What this task involves:
Rewrite everything from the line containing "Given the image above, identify every white" down to the line containing "471 282 640 387", both ends included, and copy every line in full. Add -122 to each bounding-box coordinate in the answers and leave all other lines unchanged.

Record excerpts:
--- start ---
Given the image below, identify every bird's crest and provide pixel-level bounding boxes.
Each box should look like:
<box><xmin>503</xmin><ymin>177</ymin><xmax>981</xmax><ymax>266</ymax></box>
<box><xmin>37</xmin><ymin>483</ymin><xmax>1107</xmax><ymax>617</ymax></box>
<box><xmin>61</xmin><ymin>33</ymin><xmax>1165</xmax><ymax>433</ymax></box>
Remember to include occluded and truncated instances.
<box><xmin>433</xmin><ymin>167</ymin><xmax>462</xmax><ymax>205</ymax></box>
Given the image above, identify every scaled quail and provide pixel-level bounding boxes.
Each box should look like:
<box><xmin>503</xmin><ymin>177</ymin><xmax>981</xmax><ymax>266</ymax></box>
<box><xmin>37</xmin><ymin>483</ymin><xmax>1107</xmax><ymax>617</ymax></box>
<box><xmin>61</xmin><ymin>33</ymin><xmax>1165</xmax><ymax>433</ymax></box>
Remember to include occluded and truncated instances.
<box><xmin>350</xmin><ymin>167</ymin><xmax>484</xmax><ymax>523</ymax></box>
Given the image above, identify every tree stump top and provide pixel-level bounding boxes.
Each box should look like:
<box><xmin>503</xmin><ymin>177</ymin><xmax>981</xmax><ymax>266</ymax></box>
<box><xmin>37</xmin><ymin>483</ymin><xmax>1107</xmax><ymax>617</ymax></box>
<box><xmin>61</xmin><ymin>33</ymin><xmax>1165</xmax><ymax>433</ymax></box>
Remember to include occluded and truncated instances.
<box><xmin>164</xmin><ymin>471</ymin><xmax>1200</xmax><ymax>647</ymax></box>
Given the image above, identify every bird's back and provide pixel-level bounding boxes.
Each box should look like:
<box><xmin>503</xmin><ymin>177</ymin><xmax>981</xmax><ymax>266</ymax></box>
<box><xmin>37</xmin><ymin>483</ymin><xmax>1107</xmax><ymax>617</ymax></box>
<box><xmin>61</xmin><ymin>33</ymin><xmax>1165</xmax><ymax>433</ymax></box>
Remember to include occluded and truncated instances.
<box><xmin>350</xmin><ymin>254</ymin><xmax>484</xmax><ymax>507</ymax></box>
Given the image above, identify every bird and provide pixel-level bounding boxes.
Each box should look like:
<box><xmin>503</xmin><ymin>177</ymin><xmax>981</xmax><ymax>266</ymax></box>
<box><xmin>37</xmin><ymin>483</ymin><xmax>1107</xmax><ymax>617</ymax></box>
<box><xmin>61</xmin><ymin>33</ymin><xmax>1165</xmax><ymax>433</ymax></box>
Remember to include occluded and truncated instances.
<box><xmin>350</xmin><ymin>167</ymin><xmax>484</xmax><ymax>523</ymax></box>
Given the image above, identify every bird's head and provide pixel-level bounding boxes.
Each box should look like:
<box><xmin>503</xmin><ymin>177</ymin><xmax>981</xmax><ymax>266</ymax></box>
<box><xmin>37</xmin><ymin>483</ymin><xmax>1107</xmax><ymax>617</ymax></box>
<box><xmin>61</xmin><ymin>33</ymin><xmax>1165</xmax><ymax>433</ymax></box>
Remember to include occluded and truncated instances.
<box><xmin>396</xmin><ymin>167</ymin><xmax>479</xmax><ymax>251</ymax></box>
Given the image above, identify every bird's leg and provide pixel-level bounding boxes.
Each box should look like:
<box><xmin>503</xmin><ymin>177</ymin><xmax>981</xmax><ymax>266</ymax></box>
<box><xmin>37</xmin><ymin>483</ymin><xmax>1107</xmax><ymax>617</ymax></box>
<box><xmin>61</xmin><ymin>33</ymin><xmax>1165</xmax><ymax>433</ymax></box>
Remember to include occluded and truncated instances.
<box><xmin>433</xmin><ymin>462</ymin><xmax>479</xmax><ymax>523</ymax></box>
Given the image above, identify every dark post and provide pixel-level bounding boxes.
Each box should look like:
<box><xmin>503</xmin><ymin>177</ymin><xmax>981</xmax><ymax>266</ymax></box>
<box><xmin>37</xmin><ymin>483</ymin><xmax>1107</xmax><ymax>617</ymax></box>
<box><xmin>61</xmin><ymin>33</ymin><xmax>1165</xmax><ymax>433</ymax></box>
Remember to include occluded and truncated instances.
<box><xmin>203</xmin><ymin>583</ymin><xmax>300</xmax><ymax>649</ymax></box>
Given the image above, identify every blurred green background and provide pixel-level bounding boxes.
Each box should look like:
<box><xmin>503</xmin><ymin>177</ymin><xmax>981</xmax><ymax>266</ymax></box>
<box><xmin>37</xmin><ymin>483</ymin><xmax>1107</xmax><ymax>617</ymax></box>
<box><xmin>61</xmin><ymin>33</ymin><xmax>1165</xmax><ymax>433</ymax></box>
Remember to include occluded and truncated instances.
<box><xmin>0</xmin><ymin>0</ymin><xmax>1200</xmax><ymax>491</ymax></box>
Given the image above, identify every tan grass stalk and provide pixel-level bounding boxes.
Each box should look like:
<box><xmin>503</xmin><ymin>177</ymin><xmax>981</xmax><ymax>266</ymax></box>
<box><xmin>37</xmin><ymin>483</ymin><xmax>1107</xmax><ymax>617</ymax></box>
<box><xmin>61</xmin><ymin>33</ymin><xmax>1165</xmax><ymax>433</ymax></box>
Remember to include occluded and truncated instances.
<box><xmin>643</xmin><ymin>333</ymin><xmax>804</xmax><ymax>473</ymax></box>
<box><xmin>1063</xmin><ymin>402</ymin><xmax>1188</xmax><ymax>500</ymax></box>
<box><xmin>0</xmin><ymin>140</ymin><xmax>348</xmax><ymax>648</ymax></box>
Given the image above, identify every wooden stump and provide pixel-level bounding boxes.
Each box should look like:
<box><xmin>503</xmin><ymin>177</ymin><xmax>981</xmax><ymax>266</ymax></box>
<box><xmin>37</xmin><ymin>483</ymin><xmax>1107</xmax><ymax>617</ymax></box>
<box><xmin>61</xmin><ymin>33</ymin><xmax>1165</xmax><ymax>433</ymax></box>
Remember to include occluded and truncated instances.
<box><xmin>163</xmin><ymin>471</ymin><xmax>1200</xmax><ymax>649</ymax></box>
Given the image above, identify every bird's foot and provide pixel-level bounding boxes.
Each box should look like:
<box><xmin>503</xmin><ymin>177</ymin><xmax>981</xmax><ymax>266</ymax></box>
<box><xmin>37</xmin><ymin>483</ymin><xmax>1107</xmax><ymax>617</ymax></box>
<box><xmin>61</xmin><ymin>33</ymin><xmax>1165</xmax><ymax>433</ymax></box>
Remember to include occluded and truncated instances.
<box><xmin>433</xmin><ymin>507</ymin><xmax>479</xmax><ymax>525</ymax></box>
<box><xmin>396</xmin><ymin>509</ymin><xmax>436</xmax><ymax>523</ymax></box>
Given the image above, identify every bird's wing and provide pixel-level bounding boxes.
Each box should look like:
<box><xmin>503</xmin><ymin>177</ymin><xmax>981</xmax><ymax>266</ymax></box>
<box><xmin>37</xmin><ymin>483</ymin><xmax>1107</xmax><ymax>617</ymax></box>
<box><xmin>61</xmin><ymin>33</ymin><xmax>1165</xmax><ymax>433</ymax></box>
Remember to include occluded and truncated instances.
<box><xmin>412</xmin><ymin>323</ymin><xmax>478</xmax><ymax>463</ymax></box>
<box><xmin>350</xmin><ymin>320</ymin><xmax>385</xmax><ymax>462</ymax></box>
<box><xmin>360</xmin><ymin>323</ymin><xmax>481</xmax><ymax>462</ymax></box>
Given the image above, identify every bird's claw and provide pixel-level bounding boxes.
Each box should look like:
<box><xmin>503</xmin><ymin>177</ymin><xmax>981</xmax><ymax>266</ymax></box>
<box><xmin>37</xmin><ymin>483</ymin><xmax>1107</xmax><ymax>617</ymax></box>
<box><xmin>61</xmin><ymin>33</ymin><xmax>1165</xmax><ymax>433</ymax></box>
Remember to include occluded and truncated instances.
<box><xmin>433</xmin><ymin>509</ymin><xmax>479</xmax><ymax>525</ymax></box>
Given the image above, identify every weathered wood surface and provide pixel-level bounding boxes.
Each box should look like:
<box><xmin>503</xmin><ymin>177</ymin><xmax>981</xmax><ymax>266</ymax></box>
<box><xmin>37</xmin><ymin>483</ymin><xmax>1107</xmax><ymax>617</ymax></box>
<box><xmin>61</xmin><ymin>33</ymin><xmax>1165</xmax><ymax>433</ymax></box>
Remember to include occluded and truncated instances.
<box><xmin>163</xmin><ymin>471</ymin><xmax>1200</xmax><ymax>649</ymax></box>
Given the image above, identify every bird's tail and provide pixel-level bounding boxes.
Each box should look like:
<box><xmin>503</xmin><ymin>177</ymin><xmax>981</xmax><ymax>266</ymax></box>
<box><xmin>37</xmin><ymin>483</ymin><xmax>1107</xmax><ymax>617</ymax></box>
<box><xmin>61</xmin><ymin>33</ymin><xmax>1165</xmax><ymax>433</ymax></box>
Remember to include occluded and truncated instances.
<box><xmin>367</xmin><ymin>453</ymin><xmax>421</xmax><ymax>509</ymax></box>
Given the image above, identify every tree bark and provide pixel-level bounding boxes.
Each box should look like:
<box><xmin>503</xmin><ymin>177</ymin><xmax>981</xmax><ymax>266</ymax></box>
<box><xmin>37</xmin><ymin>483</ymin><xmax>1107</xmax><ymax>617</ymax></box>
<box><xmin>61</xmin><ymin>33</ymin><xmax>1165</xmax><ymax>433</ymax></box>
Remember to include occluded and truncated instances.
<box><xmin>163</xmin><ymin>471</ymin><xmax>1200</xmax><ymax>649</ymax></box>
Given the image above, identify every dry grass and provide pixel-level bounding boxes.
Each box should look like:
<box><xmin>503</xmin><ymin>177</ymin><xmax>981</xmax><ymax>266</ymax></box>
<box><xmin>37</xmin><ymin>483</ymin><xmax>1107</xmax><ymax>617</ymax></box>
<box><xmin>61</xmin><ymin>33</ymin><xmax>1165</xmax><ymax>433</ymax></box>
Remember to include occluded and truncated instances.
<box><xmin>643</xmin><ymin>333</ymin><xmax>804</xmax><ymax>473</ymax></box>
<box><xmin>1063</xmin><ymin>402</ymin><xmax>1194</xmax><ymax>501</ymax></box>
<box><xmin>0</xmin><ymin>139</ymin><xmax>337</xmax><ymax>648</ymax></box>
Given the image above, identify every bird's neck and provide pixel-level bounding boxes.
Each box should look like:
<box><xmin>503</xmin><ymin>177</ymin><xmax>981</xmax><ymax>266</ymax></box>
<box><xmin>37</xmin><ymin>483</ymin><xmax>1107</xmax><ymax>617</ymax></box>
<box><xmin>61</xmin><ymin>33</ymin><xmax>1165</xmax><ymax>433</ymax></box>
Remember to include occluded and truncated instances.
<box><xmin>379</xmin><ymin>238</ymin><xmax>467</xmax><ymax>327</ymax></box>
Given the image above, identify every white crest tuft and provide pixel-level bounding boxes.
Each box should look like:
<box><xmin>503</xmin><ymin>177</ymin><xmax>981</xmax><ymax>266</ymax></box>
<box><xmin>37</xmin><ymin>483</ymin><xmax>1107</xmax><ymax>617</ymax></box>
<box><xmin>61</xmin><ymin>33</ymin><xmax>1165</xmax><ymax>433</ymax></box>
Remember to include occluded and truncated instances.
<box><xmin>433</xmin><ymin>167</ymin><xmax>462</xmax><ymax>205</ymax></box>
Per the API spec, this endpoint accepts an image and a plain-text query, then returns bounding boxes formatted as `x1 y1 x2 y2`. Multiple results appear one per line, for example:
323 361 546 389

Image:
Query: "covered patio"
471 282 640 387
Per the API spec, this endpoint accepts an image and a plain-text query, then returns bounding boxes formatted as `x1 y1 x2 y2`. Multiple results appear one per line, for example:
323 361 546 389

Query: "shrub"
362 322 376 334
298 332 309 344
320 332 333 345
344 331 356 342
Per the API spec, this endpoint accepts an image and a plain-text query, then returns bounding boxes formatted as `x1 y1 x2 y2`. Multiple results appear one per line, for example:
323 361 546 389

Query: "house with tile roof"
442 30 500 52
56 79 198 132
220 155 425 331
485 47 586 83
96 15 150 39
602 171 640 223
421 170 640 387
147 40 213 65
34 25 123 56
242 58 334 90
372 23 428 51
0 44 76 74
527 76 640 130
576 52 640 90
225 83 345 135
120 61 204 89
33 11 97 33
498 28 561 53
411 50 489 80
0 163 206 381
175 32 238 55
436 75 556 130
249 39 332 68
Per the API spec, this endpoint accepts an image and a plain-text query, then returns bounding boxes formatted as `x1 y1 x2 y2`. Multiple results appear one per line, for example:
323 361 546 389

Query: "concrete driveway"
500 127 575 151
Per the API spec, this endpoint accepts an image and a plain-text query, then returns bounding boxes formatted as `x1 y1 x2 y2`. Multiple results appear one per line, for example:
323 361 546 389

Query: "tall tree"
--- end ---
Response for this exercise:
Given the image above, identify every white crest tuft and provide pixel-level bounding boxes.
Each box should look like:
<box><xmin>503</xmin><ymin>177</ymin><xmax>981</xmax><ymax>266</ymax></box>
<box><xmin>37</xmin><ymin>483</ymin><xmax>1107</xmax><ymax>617</ymax></box>
<box><xmin>61</xmin><ymin>33</ymin><xmax>1165</xmax><ymax>433</ymax></box>
Remember to include occluded and truncated instances.
<box><xmin>311</xmin><ymin>45</ymin><xmax>340</xmax><ymax>83</ymax></box>
Per the API spec, this endpoint accepts an image and a plain-text query, then returns bounding boxes formatted as `x1 y1 x2 y2`. Multiple results appear one per line, for example:
323 361 546 389

Image:
Query: "covered patio"
349 160 518 265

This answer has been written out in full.